[Entries on locating named things]

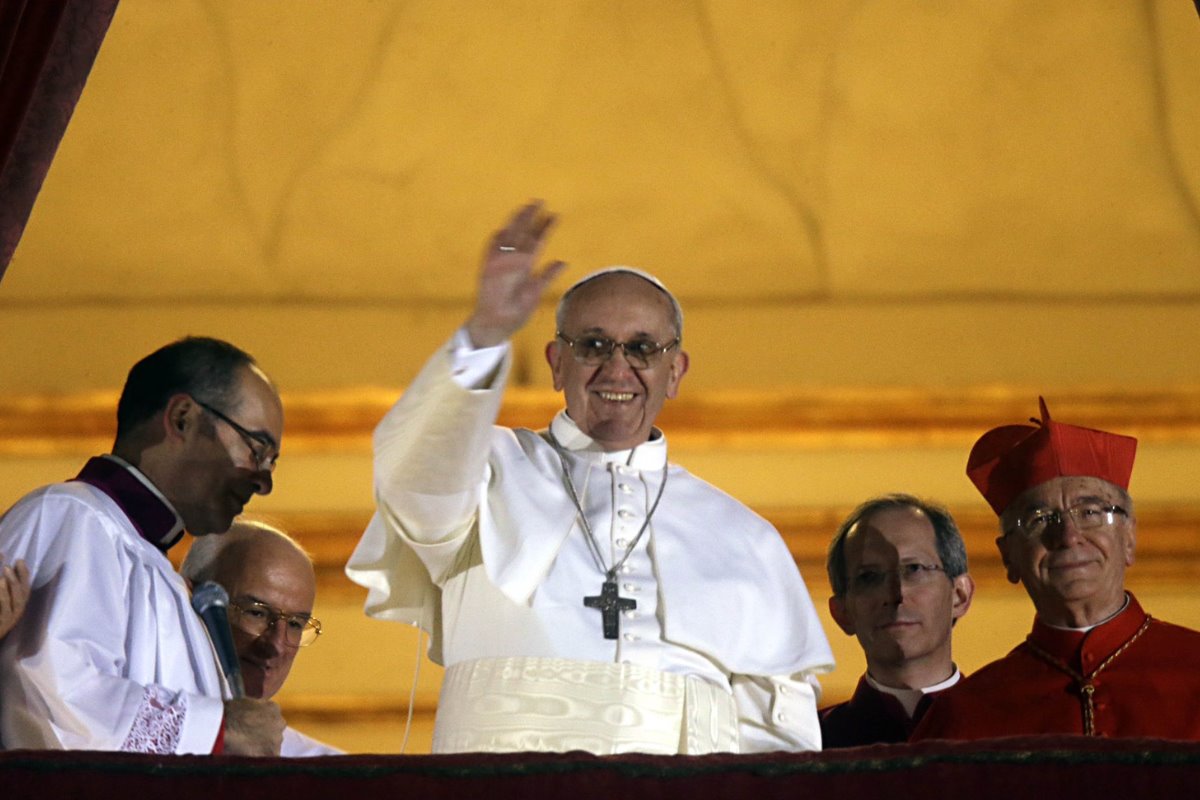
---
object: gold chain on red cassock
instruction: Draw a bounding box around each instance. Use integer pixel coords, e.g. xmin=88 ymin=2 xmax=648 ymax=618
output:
xmin=1025 ymin=614 xmax=1152 ymax=736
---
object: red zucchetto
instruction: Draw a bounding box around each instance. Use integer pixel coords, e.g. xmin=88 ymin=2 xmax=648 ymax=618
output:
xmin=967 ymin=397 xmax=1138 ymax=516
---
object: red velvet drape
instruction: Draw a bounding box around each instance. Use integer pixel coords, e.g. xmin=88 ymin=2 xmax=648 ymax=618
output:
xmin=0 ymin=0 xmax=118 ymax=279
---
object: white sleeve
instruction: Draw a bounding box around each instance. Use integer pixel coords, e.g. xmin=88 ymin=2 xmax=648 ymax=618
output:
xmin=0 ymin=495 xmax=224 ymax=753
xmin=730 ymin=673 xmax=821 ymax=753
xmin=373 ymin=335 xmax=509 ymax=558
xmin=450 ymin=327 xmax=511 ymax=390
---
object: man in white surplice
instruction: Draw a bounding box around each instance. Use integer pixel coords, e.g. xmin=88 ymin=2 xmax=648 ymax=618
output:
xmin=0 ymin=337 xmax=283 ymax=756
xmin=347 ymin=203 xmax=833 ymax=753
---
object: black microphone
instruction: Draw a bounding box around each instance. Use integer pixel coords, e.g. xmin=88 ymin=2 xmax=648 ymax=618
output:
xmin=192 ymin=581 xmax=246 ymax=699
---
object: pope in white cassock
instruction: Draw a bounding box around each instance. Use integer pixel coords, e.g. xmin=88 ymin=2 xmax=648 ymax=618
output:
xmin=347 ymin=203 xmax=833 ymax=753
xmin=0 ymin=337 xmax=283 ymax=756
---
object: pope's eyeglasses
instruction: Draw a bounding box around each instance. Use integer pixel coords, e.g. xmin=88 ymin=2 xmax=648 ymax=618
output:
xmin=554 ymin=331 xmax=679 ymax=369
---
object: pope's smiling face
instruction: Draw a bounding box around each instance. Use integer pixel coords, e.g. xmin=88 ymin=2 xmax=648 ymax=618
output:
xmin=546 ymin=272 xmax=688 ymax=451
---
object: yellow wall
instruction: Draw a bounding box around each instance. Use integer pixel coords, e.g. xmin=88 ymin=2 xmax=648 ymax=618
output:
xmin=0 ymin=0 xmax=1200 ymax=752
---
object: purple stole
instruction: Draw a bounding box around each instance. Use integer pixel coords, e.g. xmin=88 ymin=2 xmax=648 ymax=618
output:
xmin=73 ymin=456 xmax=184 ymax=553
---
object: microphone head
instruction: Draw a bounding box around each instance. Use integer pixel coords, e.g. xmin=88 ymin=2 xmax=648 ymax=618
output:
xmin=192 ymin=581 xmax=229 ymax=614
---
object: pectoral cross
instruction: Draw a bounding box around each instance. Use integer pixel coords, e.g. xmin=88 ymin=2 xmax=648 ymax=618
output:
xmin=583 ymin=581 xmax=637 ymax=639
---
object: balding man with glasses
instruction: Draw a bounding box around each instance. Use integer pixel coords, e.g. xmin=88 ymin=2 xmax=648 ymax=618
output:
xmin=0 ymin=337 xmax=283 ymax=756
xmin=179 ymin=519 xmax=342 ymax=758
xmin=913 ymin=401 xmax=1200 ymax=740
xmin=347 ymin=203 xmax=833 ymax=754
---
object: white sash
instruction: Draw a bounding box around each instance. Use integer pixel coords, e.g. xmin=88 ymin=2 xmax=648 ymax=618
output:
xmin=433 ymin=656 xmax=738 ymax=756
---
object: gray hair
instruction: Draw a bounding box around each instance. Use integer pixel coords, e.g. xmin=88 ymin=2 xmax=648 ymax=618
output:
xmin=554 ymin=266 xmax=683 ymax=339
xmin=179 ymin=519 xmax=312 ymax=587
xmin=826 ymin=493 xmax=967 ymax=597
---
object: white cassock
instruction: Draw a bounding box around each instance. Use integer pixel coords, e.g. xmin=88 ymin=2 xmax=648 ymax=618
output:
xmin=347 ymin=331 xmax=833 ymax=753
xmin=0 ymin=457 xmax=224 ymax=753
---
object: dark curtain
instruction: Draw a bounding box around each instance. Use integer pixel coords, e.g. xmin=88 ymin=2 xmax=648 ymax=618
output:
xmin=0 ymin=0 xmax=118 ymax=279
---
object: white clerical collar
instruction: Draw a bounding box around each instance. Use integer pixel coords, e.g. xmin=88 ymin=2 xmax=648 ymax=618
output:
xmin=866 ymin=666 xmax=962 ymax=720
xmin=550 ymin=409 xmax=667 ymax=469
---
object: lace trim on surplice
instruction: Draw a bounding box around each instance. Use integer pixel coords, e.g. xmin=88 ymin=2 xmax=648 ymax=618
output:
xmin=121 ymin=686 xmax=187 ymax=753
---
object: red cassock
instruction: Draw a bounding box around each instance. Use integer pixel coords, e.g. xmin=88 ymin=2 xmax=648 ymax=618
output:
xmin=912 ymin=595 xmax=1200 ymax=741
xmin=821 ymin=675 xmax=945 ymax=750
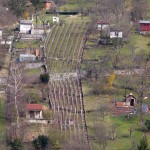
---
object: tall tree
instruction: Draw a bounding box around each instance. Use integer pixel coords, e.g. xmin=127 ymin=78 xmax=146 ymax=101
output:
xmin=8 ymin=0 xmax=27 ymax=17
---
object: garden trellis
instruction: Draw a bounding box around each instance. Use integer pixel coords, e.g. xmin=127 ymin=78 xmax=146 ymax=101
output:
xmin=45 ymin=22 xmax=88 ymax=146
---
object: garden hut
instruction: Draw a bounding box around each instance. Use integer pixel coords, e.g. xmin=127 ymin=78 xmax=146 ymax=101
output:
xmin=125 ymin=93 xmax=136 ymax=106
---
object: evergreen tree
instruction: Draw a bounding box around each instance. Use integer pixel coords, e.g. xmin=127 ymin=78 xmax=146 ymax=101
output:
xmin=138 ymin=136 xmax=149 ymax=150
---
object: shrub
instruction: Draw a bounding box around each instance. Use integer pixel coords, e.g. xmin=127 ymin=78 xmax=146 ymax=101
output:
xmin=32 ymin=135 xmax=49 ymax=150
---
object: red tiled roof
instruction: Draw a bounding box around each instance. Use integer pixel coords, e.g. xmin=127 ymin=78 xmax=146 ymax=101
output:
xmin=97 ymin=20 xmax=108 ymax=24
xmin=26 ymin=104 xmax=43 ymax=110
xmin=117 ymin=102 xmax=125 ymax=107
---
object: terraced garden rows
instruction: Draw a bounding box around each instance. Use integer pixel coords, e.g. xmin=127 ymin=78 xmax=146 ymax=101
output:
xmin=46 ymin=22 xmax=88 ymax=146
xmin=46 ymin=23 xmax=87 ymax=73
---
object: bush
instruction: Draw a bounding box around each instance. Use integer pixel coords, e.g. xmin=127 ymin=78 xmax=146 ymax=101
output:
xmin=40 ymin=73 xmax=49 ymax=83
xmin=32 ymin=135 xmax=49 ymax=150
xmin=10 ymin=139 xmax=22 ymax=150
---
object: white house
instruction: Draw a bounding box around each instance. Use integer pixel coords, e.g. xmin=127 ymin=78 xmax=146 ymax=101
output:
xmin=26 ymin=104 xmax=43 ymax=119
xmin=20 ymin=20 xmax=33 ymax=34
xmin=110 ymin=30 xmax=123 ymax=38
xmin=53 ymin=16 xmax=59 ymax=23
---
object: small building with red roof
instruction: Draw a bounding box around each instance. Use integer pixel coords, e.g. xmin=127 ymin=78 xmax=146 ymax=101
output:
xmin=97 ymin=20 xmax=109 ymax=31
xmin=139 ymin=20 xmax=150 ymax=34
xmin=26 ymin=104 xmax=43 ymax=119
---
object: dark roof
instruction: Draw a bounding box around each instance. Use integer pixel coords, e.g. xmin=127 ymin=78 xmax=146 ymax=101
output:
xmin=126 ymin=94 xmax=136 ymax=99
xmin=26 ymin=104 xmax=43 ymax=110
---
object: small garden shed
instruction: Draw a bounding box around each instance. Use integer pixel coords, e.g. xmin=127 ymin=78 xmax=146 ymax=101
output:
xmin=139 ymin=20 xmax=150 ymax=34
xmin=26 ymin=104 xmax=43 ymax=119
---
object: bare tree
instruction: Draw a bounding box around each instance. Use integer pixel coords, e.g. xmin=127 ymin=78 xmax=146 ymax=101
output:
xmin=94 ymin=122 xmax=110 ymax=150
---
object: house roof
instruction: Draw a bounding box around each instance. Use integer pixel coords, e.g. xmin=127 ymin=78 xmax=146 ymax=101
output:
xmin=26 ymin=104 xmax=43 ymax=110
xmin=116 ymin=102 xmax=125 ymax=107
xmin=126 ymin=93 xmax=136 ymax=99
xmin=139 ymin=20 xmax=150 ymax=24
xmin=97 ymin=20 xmax=109 ymax=24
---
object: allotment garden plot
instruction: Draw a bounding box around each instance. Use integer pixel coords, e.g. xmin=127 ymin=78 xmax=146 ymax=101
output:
xmin=46 ymin=22 xmax=88 ymax=145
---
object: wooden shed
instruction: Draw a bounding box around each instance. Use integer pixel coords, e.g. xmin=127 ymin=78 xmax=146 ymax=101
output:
xmin=139 ymin=20 xmax=150 ymax=34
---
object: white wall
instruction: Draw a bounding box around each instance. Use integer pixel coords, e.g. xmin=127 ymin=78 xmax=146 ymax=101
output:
xmin=110 ymin=31 xmax=123 ymax=38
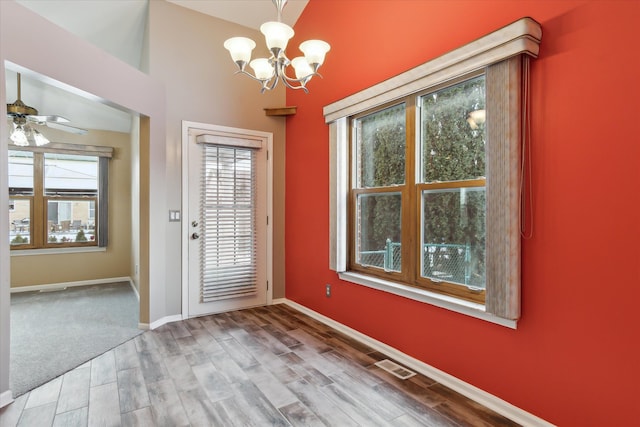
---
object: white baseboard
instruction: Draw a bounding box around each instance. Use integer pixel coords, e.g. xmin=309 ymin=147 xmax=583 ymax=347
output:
xmin=283 ymin=299 xmax=553 ymax=427
xmin=0 ymin=390 xmax=13 ymax=408
xmin=10 ymin=276 xmax=135 ymax=293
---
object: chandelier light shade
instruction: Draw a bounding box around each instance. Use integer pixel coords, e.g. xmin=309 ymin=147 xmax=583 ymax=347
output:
xmin=224 ymin=0 xmax=331 ymax=93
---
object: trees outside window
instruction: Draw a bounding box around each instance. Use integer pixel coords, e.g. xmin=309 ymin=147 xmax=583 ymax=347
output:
xmin=350 ymin=74 xmax=486 ymax=302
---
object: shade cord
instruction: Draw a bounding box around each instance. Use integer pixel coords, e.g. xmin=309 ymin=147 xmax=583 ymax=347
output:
xmin=520 ymin=55 xmax=533 ymax=239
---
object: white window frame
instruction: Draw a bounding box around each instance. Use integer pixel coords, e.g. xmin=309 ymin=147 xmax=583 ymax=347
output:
xmin=324 ymin=18 xmax=542 ymax=329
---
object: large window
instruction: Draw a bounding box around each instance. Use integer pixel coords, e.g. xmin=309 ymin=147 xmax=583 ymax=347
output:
xmin=8 ymin=144 xmax=111 ymax=250
xmin=349 ymin=74 xmax=486 ymax=303
xmin=324 ymin=18 xmax=542 ymax=327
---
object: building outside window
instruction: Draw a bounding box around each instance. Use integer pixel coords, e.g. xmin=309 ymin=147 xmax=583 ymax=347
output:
xmin=9 ymin=145 xmax=108 ymax=250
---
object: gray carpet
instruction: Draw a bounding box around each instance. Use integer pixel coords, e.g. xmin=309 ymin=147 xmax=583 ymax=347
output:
xmin=10 ymin=282 xmax=142 ymax=396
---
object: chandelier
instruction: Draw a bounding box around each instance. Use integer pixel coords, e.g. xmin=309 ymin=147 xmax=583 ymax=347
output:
xmin=224 ymin=0 xmax=331 ymax=93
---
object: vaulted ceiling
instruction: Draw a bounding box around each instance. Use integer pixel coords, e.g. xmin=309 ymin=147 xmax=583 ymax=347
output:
xmin=6 ymin=0 xmax=308 ymax=132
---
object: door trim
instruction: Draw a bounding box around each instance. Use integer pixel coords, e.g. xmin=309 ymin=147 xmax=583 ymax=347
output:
xmin=180 ymin=120 xmax=273 ymax=319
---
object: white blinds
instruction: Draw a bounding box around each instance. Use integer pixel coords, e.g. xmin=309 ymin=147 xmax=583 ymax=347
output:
xmin=200 ymin=143 xmax=257 ymax=303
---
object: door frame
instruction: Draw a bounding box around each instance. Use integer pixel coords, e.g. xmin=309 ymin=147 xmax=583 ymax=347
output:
xmin=180 ymin=120 xmax=273 ymax=319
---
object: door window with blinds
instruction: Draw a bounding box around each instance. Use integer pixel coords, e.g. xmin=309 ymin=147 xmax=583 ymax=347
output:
xmin=200 ymin=144 xmax=258 ymax=303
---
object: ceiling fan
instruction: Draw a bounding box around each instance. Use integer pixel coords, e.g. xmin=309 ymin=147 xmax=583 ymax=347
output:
xmin=7 ymin=73 xmax=87 ymax=146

Written problem:
Reproduce the lines above word for word, starting from the very first line and ending with the line that contains "xmin=967 ymin=397 xmax=1138 ymax=516", including that line. Leave the pictures out of your copy.

Worked answer:
---
object: gold chain on red cassock
instruction: Draw a bounding box around each instance. Use integer pixel coords, e.g. xmin=88 ymin=2 xmax=648 ymax=618
output:
xmin=1025 ymin=614 xmax=1152 ymax=736
---
object: red zucchetto
instruction: Draw a bounding box around each instance. Use integer pixel coords, e.g. xmin=88 ymin=2 xmax=648 ymax=618
output:
xmin=967 ymin=397 xmax=1138 ymax=516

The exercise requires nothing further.